(MATERIAL PROVIDED)
________________________

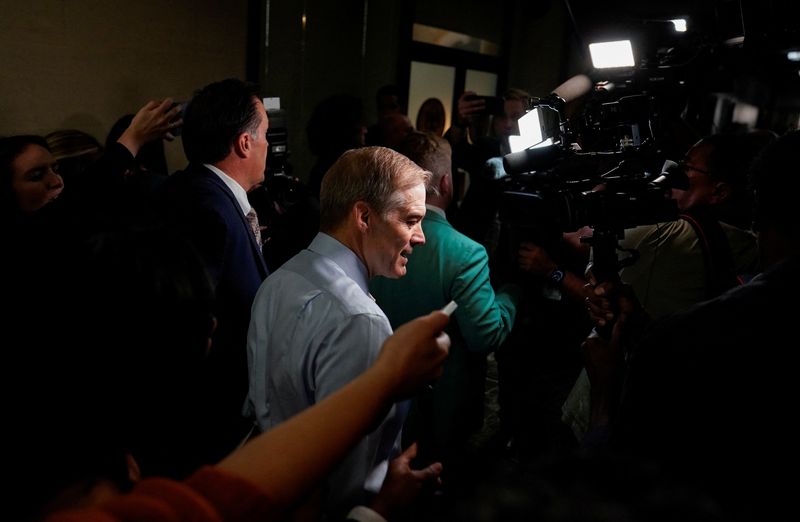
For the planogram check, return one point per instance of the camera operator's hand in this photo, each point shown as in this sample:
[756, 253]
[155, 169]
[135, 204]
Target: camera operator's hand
[598, 304]
[155, 120]
[604, 357]
[535, 259]
[403, 484]
[412, 357]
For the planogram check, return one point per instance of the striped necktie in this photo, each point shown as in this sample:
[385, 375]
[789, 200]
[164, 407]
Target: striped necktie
[252, 219]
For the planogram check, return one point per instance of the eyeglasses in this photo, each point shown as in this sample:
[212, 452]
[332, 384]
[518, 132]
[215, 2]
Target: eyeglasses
[685, 167]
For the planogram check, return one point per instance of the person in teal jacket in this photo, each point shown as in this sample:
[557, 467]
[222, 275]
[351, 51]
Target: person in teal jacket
[450, 266]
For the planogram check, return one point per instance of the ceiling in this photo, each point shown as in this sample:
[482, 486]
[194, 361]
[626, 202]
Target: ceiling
[725, 40]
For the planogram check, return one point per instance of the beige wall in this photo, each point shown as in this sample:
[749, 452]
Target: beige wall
[84, 63]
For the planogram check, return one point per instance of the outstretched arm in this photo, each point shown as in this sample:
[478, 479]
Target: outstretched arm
[291, 459]
[155, 120]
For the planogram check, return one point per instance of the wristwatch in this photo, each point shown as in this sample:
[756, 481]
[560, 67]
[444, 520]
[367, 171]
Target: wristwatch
[556, 276]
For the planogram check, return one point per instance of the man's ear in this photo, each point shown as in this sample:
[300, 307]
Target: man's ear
[722, 192]
[361, 214]
[243, 145]
[446, 186]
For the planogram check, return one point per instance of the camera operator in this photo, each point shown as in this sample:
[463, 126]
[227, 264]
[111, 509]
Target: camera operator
[480, 132]
[707, 390]
[707, 251]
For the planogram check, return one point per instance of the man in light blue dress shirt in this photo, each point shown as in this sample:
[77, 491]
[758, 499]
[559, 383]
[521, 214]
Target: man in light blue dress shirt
[314, 326]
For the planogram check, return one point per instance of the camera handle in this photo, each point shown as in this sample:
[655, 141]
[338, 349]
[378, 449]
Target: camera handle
[606, 265]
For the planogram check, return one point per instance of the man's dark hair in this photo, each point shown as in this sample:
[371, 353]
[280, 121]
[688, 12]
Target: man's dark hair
[216, 115]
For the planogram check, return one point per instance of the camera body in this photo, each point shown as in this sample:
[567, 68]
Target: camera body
[602, 170]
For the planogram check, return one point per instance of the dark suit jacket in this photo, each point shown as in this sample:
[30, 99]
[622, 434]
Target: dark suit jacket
[201, 206]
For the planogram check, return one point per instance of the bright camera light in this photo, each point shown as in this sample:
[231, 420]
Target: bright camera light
[680, 24]
[530, 132]
[612, 54]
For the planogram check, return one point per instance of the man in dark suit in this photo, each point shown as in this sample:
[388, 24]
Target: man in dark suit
[225, 140]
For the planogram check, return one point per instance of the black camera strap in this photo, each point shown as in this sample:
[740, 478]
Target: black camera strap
[720, 273]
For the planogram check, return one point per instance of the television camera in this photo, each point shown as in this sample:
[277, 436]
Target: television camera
[604, 169]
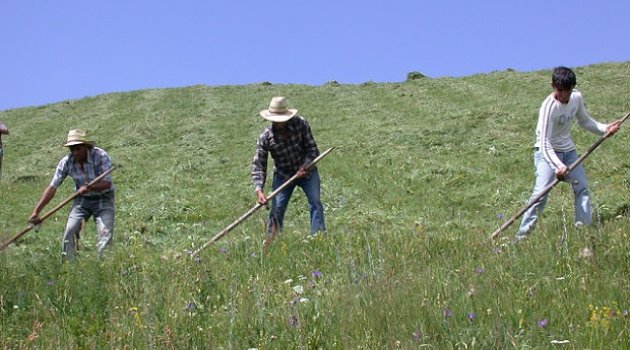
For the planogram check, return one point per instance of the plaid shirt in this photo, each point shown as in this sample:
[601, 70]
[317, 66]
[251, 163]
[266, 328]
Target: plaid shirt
[289, 155]
[97, 162]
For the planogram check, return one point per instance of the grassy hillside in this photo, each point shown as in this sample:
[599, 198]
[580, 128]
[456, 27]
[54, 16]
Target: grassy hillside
[422, 173]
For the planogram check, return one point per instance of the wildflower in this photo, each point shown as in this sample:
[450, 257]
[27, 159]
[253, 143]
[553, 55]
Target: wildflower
[586, 253]
[417, 335]
[191, 306]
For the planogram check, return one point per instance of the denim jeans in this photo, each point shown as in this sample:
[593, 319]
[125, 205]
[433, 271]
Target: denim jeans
[311, 187]
[102, 208]
[545, 175]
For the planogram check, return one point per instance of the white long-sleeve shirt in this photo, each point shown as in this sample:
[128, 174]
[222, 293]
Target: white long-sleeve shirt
[553, 132]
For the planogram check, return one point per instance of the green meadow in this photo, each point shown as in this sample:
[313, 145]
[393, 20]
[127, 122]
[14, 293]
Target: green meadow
[423, 171]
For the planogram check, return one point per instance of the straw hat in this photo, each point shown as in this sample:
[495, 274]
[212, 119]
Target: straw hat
[78, 137]
[278, 110]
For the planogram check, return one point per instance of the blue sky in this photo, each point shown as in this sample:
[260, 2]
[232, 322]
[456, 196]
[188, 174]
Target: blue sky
[52, 51]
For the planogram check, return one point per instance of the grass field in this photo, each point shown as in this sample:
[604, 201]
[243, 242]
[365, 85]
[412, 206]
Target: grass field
[422, 173]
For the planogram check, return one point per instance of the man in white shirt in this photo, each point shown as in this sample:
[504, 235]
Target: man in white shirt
[555, 150]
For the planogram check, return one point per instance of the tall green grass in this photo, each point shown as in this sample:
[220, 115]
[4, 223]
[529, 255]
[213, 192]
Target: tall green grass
[422, 173]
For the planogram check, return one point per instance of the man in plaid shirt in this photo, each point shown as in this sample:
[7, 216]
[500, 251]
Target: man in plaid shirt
[3, 131]
[292, 147]
[83, 164]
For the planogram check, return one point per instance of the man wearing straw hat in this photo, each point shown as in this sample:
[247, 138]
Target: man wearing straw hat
[84, 163]
[291, 144]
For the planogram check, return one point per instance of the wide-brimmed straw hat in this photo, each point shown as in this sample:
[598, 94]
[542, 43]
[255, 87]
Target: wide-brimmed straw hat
[278, 110]
[78, 137]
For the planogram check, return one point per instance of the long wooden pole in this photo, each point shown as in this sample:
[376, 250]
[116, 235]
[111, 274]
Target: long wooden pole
[258, 205]
[554, 183]
[54, 210]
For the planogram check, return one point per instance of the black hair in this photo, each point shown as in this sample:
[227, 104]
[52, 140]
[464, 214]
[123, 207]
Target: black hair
[563, 78]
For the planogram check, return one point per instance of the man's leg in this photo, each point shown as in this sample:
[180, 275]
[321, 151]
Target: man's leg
[77, 216]
[104, 219]
[279, 204]
[312, 189]
[545, 175]
[579, 183]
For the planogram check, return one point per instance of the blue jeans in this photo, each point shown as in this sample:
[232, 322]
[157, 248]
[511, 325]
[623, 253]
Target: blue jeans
[545, 175]
[102, 208]
[311, 187]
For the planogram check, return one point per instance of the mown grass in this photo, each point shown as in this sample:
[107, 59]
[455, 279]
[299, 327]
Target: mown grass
[422, 173]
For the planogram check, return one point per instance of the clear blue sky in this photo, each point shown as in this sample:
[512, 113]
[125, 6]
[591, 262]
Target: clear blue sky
[52, 51]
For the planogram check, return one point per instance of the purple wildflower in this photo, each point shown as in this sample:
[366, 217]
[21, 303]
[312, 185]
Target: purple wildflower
[191, 306]
[293, 322]
[417, 335]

________________________

(EXERCISE DIRECTIONS) The result should be the same data as above, line for line, with the pictures gone.

(RESPONSE AREA)
For the planogram check, return one point per instance of the camera operator's hand in this photo, each point shown as in this sample:
[756, 253]
[155, 169]
[135, 204]
Target: camera operator's hand
[598, 304]
[155, 120]
[604, 357]
[535, 259]
[403, 484]
[412, 357]
For the planogram check, return one point per instance of the striped necktie in this photo, each point shown as in this sample:
[385, 375]
[789, 200]
[164, 407]
Target: striped necktie
[252, 219]
For the planogram check, return one point per instance of the eyeglasses in this photo, each point shown as in this sample:
[212, 452]
[332, 384]
[518, 132]
[215, 2]
Target: eyeglasses
[685, 167]
For the planogram check, return one point per instance of the person in teal jacket in this photo, each point shown as in this sample:
[557, 467]
[222, 275]
[351, 51]
Target: person in teal jacket
[450, 266]
For the planogram check, return one point per instance of the ceiling in this photo, each point shown as in this sample:
[482, 486]
[194, 361]
[626, 202]
Target: ceiling
[725, 40]
For the planogram check, return one point per instance of the beige wall in this photo, each point shown as in this sample:
[749, 452]
Target: beige wall
[84, 63]
For the planogram check, return one point per instance of the outstretched arm in this photo, each point shown as in this sample:
[478, 479]
Target: outstretched arm
[291, 459]
[155, 120]
For the planogram check, return one point per instance of the wristwatch in this photo, each point shown as in this sample:
[756, 481]
[560, 67]
[444, 520]
[367, 171]
Target: wristwatch
[556, 276]
For the planogram check, return one point per instance of the man's ear in this photo, each point shown as in this sample:
[300, 307]
Target: man's ear
[722, 192]
[361, 214]
[243, 145]
[446, 186]
For the planogram check, return one point per instance of the camera operator in this photo, each point shown as in this sample:
[463, 126]
[227, 264]
[111, 509]
Target: camera operator
[480, 132]
[707, 390]
[707, 251]
For the planogram check, return one point per instance of the man in light blue dress shirt in this photo, each point shown as in this sample:
[77, 491]
[758, 499]
[559, 383]
[521, 214]
Target: man in light blue dress shirt
[314, 326]
For the planogram check, return one point per instance of the camera handle in this photo, each point shown as in this sample:
[655, 141]
[338, 349]
[378, 449]
Target: camera handle
[606, 265]
For the planogram check, return one point per instance of the man's dark hair in this photo, each point shown as in this sample:
[371, 353]
[280, 121]
[688, 12]
Target: man's dark hair
[216, 115]
For the planogram check, return one point per instance of the camera body in this photo, each point shown as in this sample:
[567, 68]
Target: camera body
[602, 170]
For the planogram check, return one point per instance of the dark suit jacket in this photo, each point shown as in this sample:
[30, 99]
[622, 434]
Target: dark suit jacket
[201, 206]
For the planogram check, return one point per instance of the bright camera light in this photo, each point shown as in this sample:
[231, 420]
Target: bright camera light
[680, 24]
[530, 132]
[612, 54]
For the planogram check, return one point per instance of the man in dark suit in this photo, each point shown as in this sample:
[388, 24]
Target: man in dark suit
[225, 140]
For the planogram check, return one point per instance of the black camera strap in this photo, each point shown as in this sample:
[740, 478]
Target: black camera strap
[720, 273]
For the planogram check, return one point per instance of the television camera in this photo, each point shown as in this sample:
[277, 436]
Target: television camera
[604, 169]
For the planogram check, return one point per instance of the plaid shirt in this photo, each point shown as in this sample:
[601, 70]
[317, 66]
[251, 163]
[266, 328]
Target: plaid shirt
[289, 155]
[97, 162]
For the planogram check, return one point per instance of the grassy hillside in this photo, each point shown as in this sample:
[599, 198]
[580, 128]
[456, 27]
[54, 16]
Target: grassy hillside
[422, 173]
For the planogram check, return one point per instance of the wildflower in this photo, each point shown as in this sample:
[450, 257]
[27, 159]
[253, 143]
[553, 55]
Target: wildflower
[586, 253]
[417, 335]
[191, 306]
For the planogram check, return one point per instance of the denim jeans in this photo, each point shown as in this sample:
[593, 319]
[125, 205]
[433, 271]
Target: denim jeans
[311, 187]
[102, 208]
[545, 175]
For the planogram check, return one point per instance of the white long-sleeve shirt in this photo, each point shown as in this sample:
[128, 174]
[222, 293]
Target: white long-sleeve shirt
[553, 132]
For the planogram check, return one point per instance of the green meadow in this photo, each point shown as in this sample:
[313, 145]
[393, 20]
[127, 122]
[14, 293]
Target: green meadow
[423, 171]
For the planogram check, return one point per instance of the straw hat in this photo, each point shown as in this sample:
[495, 274]
[212, 119]
Target: straw hat
[78, 137]
[278, 110]
For the planogram check, return one point per instance of the blue sky in this photo, each point shown as in this sample:
[260, 2]
[232, 322]
[456, 196]
[188, 174]
Target: blue sky
[52, 51]
For the planogram check, return one point per instance of the grass field in this photo, each point shown as in this sample:
[604, 201]
[243, 242]
[365, 85]
[412, 206]
Target: grass field
[422, 173]
For the planogram check, return one point per instance of the man in white shirt in this photo, each point shown as in this sample:
[504, 235]
Target: man in white shirt
[555, 150]
For the planogram check, return one point per instance of the tall green grass in this photo, each point shown as in this sample:
[220, 115]
[4, 223]
[529, 255]
[213, 192]
Target: tall green grass
[422, 173]
For the planogram check, return one point per instance of the man in plaid shirt in this photo, each point shown as in this sample:
[7, 216]
[500, 251]
Target: man in plaid shirt
[3, 131]
[292, 147]
[83, 164]
For the planogram check, return one point per instance of the man wearing straw hat in this photo, each point shown as in this sample:
[247, 138]
Target: man wearing straw hat
[84, 163]
[291, 144]
For the planogram check, return one point per instance of the wide-brimmed straw hat in this photo, each point shown as in this sample:
[598, 94]
[542, 43]
[255, 87]
Target: wide-brimmed straw hat
[278, 110]
[78, 137]
For the planogram check, return one point per instance of the long wooden pole in this photo, each point shown as in this sample:
[376, 250]
[116, 235]
[111, 274]
Target: long wooden pole
[258, 205]
[554, 183]
[54, 210]
For the planogram check, return one point per instance of the black hair in this photo, each point shown as in this sample:
[227, 104]
[52, 140]
[464, 214]
[123, 207]
Target: black hair
[563, 78]
For the planogram check, return one point per instance of the man's leg in this photo, each point shown as in this sample:
[180, 275]
[321, 151]
Target: man's leg
[77, 216]
[104, 219]
[279, 204]
[312, 189]
[545, 175]
[579, 183]
For the planogram check, return one point per instance of the blue jeans in this photo, each point shown as in this sample:
[232, 322]
[157, 248]
[511, 325]
[623, 253]
Target: blue jeans
[545, 175]
[102, 208]
[311, 187]
For the planogram check, return one point per instance of the mown grass in this photo, each point shown as in this sample:
[107, 59]
[455, 279]
[299, 327]
Target: mown grass
[422, 173]
For the planogram check, return one point per instance of the clear blue sky in this photo, each point shown as in this sample:
[512, 113]
[125, 6]
[591, 262]
Target: clear blue sky
[52, 51]
For the planogram check, return one point per instance of the purple wildflower in this photo, each point shown as in this sample:
[366, 217]
[21, 303]
[312, 185]
Target: purple wildflower
[191, 306]
[293, 322]
[417, 335]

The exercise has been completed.